== DATASET RECORDS ==

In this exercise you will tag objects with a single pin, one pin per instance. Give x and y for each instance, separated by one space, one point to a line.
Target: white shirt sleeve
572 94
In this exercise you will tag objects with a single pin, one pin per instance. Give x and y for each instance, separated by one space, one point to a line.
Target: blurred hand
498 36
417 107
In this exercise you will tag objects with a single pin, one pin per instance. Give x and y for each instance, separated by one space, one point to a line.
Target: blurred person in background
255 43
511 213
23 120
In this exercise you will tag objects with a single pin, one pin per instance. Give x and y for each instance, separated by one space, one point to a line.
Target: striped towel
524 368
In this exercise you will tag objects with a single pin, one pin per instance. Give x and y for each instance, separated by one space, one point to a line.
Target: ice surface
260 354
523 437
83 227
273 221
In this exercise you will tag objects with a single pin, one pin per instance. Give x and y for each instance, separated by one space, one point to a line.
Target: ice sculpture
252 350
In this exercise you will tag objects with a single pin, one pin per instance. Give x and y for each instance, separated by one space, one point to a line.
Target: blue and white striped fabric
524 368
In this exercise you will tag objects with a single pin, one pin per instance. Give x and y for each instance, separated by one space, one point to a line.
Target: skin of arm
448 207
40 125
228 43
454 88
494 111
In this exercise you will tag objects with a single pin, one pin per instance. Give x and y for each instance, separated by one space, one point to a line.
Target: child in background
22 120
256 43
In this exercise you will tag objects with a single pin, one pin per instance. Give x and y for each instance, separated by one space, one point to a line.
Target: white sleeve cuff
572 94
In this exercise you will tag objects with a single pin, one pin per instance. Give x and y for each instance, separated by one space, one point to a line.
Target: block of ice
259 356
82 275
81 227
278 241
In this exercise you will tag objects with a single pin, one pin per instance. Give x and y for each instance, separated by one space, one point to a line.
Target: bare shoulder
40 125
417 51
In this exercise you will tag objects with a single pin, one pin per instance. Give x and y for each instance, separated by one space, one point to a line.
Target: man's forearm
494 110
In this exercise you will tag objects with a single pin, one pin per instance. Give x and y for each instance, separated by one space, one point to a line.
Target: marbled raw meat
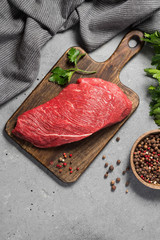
78 111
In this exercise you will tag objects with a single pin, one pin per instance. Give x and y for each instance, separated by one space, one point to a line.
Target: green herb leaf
153 38
155 73
154 91
60 76
73 55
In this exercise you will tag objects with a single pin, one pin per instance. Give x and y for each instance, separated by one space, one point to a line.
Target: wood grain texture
86 150
152 132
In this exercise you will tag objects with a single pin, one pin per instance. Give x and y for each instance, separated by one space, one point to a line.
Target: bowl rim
150 185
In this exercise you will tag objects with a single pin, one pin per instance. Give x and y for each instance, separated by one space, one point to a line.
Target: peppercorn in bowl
145 159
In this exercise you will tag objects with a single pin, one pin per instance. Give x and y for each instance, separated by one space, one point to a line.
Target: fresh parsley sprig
154 91
63 76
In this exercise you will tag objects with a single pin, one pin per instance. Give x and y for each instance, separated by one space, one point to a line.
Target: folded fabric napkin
26 25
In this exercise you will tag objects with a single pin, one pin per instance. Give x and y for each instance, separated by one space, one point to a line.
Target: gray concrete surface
35 205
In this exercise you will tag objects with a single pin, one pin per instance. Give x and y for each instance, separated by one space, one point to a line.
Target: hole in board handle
134 41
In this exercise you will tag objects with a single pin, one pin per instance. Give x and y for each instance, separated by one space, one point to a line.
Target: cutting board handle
125 51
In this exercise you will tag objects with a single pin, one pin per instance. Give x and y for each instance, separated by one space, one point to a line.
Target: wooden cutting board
84 151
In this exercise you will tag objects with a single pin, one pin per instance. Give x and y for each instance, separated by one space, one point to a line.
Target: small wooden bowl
151 185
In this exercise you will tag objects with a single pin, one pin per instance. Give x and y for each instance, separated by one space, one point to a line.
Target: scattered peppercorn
146 158
112 182
105 175
118 180
106 165
117 139
127 184
113 188
127 168
118 162
111 168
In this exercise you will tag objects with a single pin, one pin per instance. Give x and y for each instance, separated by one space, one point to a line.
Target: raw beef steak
77 112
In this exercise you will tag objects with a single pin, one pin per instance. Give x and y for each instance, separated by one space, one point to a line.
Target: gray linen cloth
26 25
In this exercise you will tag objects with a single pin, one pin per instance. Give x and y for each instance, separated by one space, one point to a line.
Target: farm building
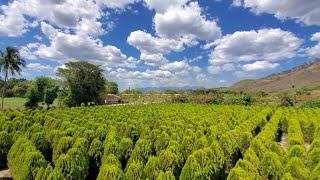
112 99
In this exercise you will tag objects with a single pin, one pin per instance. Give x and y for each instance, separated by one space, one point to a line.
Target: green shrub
24 160
5 145
152 168
64 144
111 172
297 169
134 171
271 166
168 175
202 164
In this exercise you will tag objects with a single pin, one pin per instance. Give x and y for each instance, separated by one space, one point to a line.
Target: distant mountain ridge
159 89
307 75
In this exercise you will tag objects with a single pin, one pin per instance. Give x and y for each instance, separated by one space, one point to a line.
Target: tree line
80 83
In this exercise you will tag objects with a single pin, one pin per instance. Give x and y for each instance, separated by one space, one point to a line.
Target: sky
163 43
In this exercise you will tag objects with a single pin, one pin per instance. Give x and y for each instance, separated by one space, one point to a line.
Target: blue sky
154 43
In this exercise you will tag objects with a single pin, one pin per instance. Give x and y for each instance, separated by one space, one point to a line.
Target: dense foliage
84 83
161 141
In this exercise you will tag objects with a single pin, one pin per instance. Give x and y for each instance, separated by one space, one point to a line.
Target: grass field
14 103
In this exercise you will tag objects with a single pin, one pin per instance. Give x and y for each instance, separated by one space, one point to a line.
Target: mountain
159 89
307 75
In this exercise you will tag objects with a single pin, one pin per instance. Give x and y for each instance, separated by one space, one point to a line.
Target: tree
44 89
112 87
10 62
85 82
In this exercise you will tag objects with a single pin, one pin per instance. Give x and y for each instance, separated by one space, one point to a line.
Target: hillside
303 76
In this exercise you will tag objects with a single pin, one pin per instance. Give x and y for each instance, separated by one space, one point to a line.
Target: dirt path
5 175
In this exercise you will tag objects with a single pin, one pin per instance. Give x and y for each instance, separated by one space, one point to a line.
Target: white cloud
314 51
176 66
305 11
214 69
196 69
62 13
259 66
153 45
153 59
153 48
12 24
186 21
149 78
265 44
89 27
39 38
202 78
26 52
162 5
228 67
116 4
38 67
65 47
82 16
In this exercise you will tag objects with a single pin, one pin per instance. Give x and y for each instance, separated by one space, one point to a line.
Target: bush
134 171
152 168
297 169
5 145
204 99
202 164
271 166
24 160
110 172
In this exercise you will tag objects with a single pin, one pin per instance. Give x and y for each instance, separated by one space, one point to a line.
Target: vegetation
44 89
10 63
112 87
161 141
84 83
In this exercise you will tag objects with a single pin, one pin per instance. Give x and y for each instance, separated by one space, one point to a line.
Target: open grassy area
14 103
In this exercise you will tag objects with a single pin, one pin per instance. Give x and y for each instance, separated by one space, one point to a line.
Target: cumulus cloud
153 45
202 77
176 66
38 67
265 44
148 78
116 4
259 66
228 67
15 13
153 59
153 48
65 47
162 5
315 51
305 11
186 21
26 52
214 69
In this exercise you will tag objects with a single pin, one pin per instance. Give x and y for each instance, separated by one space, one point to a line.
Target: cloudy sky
154 43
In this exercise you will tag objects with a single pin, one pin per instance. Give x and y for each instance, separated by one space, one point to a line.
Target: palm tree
10 62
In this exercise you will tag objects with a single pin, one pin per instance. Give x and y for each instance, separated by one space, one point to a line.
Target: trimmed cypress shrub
24 160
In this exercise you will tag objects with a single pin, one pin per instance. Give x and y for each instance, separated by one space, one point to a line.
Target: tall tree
10 62
112 87
85 82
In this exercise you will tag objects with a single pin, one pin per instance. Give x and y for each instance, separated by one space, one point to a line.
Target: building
112 99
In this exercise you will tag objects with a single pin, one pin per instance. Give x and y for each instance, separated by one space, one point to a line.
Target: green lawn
14 103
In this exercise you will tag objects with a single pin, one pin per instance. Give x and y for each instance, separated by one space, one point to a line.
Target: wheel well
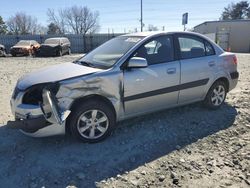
225 80
94 97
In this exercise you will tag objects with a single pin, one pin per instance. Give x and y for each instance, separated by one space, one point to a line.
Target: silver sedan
128 76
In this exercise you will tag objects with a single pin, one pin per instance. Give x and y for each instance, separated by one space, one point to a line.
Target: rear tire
216 95
60 53
92 121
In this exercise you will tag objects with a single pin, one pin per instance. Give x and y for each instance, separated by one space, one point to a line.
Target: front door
198 62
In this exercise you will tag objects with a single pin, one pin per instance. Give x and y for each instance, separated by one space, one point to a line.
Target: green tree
3 27
240 10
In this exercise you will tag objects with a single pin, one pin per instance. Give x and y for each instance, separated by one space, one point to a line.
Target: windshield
23 43
52 41
106 55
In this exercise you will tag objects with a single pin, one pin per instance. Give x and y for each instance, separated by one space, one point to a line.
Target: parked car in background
128 76
54 47
24 48
2 51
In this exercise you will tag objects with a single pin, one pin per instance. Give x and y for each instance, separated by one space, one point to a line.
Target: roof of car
151 33
57 38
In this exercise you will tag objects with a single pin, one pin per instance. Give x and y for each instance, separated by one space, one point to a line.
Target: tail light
235 61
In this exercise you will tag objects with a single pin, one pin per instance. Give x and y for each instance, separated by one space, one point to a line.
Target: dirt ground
188 146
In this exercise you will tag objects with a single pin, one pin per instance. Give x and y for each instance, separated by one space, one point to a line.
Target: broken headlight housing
33 95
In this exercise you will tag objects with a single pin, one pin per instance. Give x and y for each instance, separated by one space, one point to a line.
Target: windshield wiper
85 63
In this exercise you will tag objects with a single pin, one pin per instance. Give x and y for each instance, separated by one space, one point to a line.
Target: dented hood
54 73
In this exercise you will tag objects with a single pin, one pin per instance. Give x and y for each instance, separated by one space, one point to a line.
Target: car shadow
61 161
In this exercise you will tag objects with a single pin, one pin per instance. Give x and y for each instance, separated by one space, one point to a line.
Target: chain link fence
79 43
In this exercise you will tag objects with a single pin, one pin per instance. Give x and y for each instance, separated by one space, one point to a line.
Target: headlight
34 94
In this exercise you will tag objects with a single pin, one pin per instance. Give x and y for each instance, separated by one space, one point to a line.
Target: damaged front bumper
38 121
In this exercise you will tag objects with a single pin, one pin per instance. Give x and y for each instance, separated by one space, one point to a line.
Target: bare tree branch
77 19
22 23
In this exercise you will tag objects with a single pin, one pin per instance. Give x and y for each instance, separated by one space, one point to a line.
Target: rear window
191 47
209 49
194 47
52 41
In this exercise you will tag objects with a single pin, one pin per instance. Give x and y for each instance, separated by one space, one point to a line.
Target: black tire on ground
69 51
81 111
210 100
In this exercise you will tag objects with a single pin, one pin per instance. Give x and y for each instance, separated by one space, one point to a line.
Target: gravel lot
188 146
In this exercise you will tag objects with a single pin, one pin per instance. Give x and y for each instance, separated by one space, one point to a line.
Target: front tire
216 95
59 53
92 121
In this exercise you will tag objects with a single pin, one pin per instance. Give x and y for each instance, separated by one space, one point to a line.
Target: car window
191 47
209 49
158 50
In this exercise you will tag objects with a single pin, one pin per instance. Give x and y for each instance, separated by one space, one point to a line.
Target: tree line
71 20
81 20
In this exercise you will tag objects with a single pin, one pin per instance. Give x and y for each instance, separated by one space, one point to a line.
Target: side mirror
137 62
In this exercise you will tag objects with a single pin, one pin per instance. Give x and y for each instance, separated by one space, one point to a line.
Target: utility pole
141 17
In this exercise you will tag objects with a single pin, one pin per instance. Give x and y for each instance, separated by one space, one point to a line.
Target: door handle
211 63
171 71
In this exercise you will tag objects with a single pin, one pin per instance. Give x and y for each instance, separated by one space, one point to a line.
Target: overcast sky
124 15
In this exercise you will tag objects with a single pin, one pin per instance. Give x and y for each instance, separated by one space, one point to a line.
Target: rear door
156 86
198 62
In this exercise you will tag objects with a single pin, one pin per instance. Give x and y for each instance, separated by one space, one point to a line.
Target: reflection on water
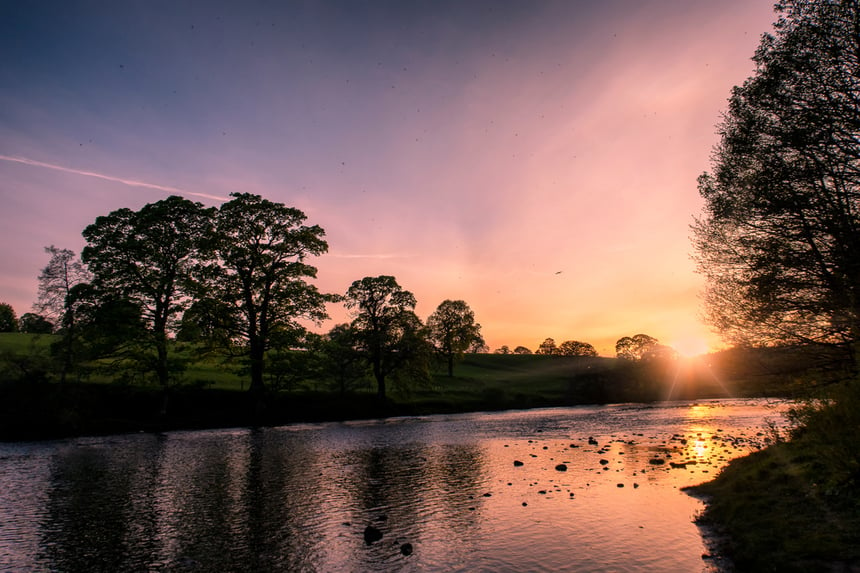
597 490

===

YOUR INSTRUCTIONS —
Pick out every line of the material above that contains the word "green", and copy each one.

WRITTEN SOLUTION —
Target: green herb leaf
Target: green shrub
Target: green lawn
Target: green tree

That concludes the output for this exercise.